> _Excerpted passage_

Question

The concentration C of certain drug in a patient's bloodstream t hours after injection is given by

C(t)= t/3t^2+5

Required:
a. Find the horizontal asymptote of C(t). (Answer must be in slope-intercept form.)
b. Determins what happens to the concentration of the drug as t increases. As t increases, what value will c(t) approach.
c. Determine the time at which the concentration is highest.

Answer 1

a) The horizontal asymptote of
`C(t)` is
`c = 0`.

b) When t increases, both the numerator and denominator increases, but given that the grade of the polynomial of the denominator is greater than the grade of the polynomial of the numerator, then the concentration of the drug converges to zero when time diverges to the infinity. There is a monotonous decrease behavior.

c) The time at which the concentration is highest is approximately 1.291 hours after injection.

Explanation:

a) The horizontal asymptote of
`C(t)` is the horizontal line, to which the function converges when
`t` diverges to the infinity. That is:

`c = \lim _(t\to +\infty) (t)/(3\cdot t^(2)+5)` (1)

`c = \lim_(t\to +\infty)\left((t)/(3\cdot t^(2)+5) \right)\cdot \left((t^(2))/(t^(2)) \right)`

`c = \lim_(t\to +\infty)((t)/(t^(2)) )/((3\cdot t^(2)+5)/(t^(2)) )`

`c = \lim_(t\to +\infty) ((1)/(t) )/(3+(5)/(t^(2)) )`

`c = (\lim_(t\to +\infty)(1)/(t) )/(\lim_(t\to +\infty)3+\lim_(t\to +\infty)(5)/(t^(2)) )`

`c = (0)/(3+0)`

`c = 0`

The horizontal asymptote of
`C(t)` is
`c = 0`.

b) When t increases, both the numerator and denominator increases, but given that the grade of the polynomial of the denominator is greater than the grade of the polynomial of the numerator, then the concentration of the drug converges to zero when time diverges to the infinity. There is a monotonous decrease behavior.

c) From Calculus we understand that maximum concentration can be found by means of the First and Second Derivative Tests.

Source data:
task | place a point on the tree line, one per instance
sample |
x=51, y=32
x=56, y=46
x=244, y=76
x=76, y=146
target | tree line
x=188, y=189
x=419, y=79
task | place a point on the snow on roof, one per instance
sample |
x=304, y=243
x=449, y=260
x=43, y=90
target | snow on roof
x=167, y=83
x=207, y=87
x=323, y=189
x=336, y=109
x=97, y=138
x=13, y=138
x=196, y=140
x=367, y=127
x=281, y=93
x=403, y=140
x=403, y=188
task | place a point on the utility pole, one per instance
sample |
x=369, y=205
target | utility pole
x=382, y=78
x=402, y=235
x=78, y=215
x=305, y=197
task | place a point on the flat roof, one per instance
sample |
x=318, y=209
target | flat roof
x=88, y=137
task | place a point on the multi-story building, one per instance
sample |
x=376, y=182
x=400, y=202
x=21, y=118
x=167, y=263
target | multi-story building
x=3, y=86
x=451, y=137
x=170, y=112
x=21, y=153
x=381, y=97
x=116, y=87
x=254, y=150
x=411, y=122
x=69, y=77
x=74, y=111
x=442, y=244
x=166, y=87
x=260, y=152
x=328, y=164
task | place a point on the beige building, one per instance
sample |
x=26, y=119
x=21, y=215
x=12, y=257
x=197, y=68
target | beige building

> _Tasks_
• 1. In the drug concentration solution, rewrite the passage from "c. Determine the" to "hours after injection." with "concentration" changed to "level".
• 2. Translate this sentence from the drug concentration solution into German: "The time at which the concentration is highest is approximately 1.291 hours after injection."
• 3. Carry the drug concentration solution forward from the point where it stops.
Nothing in the records is needed here.

> _Per-task answers_
• 1.
c. Determine the time at which the level is highest.

Answer 1

a) The horizontal asymptote of
`C(t)` is
`c = 0`.

b) When t increases, both the numerator and denominator increases, but given that the grade of the polynomial of the denominator is greater than the grade of the polynomial of the numerator, then the level of the drug converges to zero when time diverges to the infinity. There is a monotonous decrease behavior.

c) The time at which the level is highest is approximately 1.291 hours after injection.

• 2. Der Zeitpunkt, zu dem die Konzentration am höchsten ist, liegt etwa 1,291 Stunden nach der Injektion.

• 3.
First Derivative Test

The first derivative of the function is:

`C'(t) = ((3\cdot t^(2)+5)-t\cdot (6\cdot t))/((3\cdot t^(2)+5)^(2))`

`C'(t) = (1)/(3\cdot t^(2)+5)-(6\cdot t^(2))/((3\cdot t^(2)+5)^(2))`

`C'(t) = (1)/(3\cdot t^(2)+5)\cdot \left(1-(6\cdot t^(2))/(3\cdot t^(2)+5) \right)`

Now we equalize the expression to zero:

`(1)/(3\cdot t^(2)+5)\cdot \left(1-(6\cdot t^(2))/(3\cdot t^(2)+5) \right) = 0`

`1-(6\cdot t^(2))/(3\cdot t^(2)+5) = 0`

`(3\cdot t^(2)+5-6\cdot t^(2))/(3\cdot t^(2)+5) = 0`

`5-3\cdot t^(2) = 0`

`t = \sqrt{(5)/(3) }\,h`

`t \approx 1.291\,h`

The critical point occurs approximately at 1.291 hours after injection.

Second Derivative Test

The second derivative of the function is:

`C''(t) = -(6\cdot t)/((3\cdot t^(2)+5)^(2))-((12\cdot t)\cdot (3\cdot t^(2)+5)^(2)-2\cdot (3\cdot t^(2)+5)\cdot (6\cdot t)\cdot (6\cdot t^(2)))/((3\cdot t^(2)+5)^(4))`

`C''(t) = -(6\cdot t)/((3\cdot t^(2)+5)^(2))- (12\cdot t)/((3\cdot t^(2)+5)^(2))+(72\cdot t^(3))/((3\cdot t^(2)+5)^(3))`

`C''(t) = -(18\cdot t)/((3\cdot t^(2)+5)^(2))+(72\cdot t^(3))/((3\cdot t^(2)+5)^(3))`

If we know that
`t \approx 1.291\,h`, then the value of the second derivative is:

`C''(1.291\,h) = -0.077`

Which means that the critical point is an absolute maximum.

The time at which the concentration is highest is approximately 1.291 hours after injection.